### QUESTÃO 1
No texto sobre o desfile militar em Brasília, a que distância de Brasília fica o campo de manobras da Operação Formosa?
### QUESTÃO 2
Retome o texto sobre o desfile militar na Praça dos Três Poderes a partir do ponto em que ele termina.

##### TEXTO EM ANÁLISE

Esse será o resultado, também, de um gesto equivocado de Bolsonaro, com apoio do ministro da Defesa, general Braga Netto, empenhado em constranger os comandantes militares a fazerem demonstrações de alinhamento político com o presidente da República. Nesta manhã, está programada uma cerimônia militar na Praça dos Três Poderes, na qual o presidente da República será convidado a participar de exercícios militares da Marinha no campo de manobras da Operação Formosa (GO), a cerca de 50 quilômetros de Brasília. Tanques, carros anfíbios, lançadores de foguetes e obuseiros da Marinha, que estão sendo deslocados do Rio de janeiro para Goiás, desfilarão pela Esplanada dos Ministérios e estacionarão defronte ao Palácio do Planalto, ou seja, na Praças dos Três Poderes, ao lado do Congresso e em frente ao Supremo Tribunal Federal (STF). Para gregos e baianos, soa como uma intimidação.

##########
##### DADOS FORNECIDOS

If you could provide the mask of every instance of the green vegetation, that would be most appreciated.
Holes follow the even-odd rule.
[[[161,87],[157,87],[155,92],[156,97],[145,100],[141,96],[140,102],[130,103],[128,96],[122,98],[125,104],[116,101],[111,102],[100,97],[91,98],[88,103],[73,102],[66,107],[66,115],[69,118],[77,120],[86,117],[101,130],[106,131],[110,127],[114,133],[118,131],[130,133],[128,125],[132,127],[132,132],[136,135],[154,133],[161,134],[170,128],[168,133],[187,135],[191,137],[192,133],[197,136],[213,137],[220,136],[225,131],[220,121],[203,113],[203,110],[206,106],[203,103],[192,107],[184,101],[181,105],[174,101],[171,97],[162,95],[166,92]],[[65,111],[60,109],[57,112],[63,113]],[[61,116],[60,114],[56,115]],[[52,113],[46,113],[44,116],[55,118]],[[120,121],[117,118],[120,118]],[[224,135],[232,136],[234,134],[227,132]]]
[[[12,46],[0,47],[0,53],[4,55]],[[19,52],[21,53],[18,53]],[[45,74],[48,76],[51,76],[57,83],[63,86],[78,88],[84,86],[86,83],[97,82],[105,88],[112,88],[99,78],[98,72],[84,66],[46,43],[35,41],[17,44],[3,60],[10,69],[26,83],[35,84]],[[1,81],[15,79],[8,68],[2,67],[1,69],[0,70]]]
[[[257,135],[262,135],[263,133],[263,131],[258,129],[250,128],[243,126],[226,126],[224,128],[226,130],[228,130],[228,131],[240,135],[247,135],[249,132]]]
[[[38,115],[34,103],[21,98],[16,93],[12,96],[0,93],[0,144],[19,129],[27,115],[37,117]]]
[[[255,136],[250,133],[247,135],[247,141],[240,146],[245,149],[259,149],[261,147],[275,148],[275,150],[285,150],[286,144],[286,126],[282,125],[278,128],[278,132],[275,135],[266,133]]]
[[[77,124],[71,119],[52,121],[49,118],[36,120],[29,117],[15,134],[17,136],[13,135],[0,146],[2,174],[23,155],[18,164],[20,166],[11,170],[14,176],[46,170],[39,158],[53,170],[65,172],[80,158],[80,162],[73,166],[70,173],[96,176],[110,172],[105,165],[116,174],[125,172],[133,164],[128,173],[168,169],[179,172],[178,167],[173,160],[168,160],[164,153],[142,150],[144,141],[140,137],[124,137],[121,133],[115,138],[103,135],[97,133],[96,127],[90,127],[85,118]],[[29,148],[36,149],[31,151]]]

##########

### RESPOSTA ESCRITA 1
A cerca de 50 quilômetros de Brasília.

### RESPOSTA ESCRITA 2
Entretanto, trata-se de um exercício realizado periodicamente, para adestramento dos fuzileiros navais da Esquadra, que simulam operações de combate com emprego de munição real e apoio do Exército e da Aeronáutica. Desta vez, porém, o deslocamento dos veículos e da tropas do Rio de Janeiro para Goiás foi. transformado numa espécie de “tanqueata”, para demonstração de apoio político aos propósitos golpistas do presidente da República, justo no dia em que a Câmara deve rejeitar a proposta de voto impresso. Bolsonaro não faz outra coisa que não seja pôr em suspeita a lisura das eleições com urna eletrônica. Tenta intimidar o Congresso, para restabelecer o voto impresso, com a ameaça de não permitir a realização das eleições. Consegue ofuscar até as propostas do próprio governo que visam criar uma agenda positiva.

A solenidade militar corrobora supostas ameaças feitas por Braga Netto, de não se realizarem as eleições caso o voto impresso não seja aprovado; na real, é mais um constrangimento para as Forças Armadas, indispondo-as com o Congresso, numa hora em que já se discute limitar a presença de militares da ativa na administração pública. A repercussão no Congresso é péssima; na sociedade, também, porque nos remete às quarteladas do século passado.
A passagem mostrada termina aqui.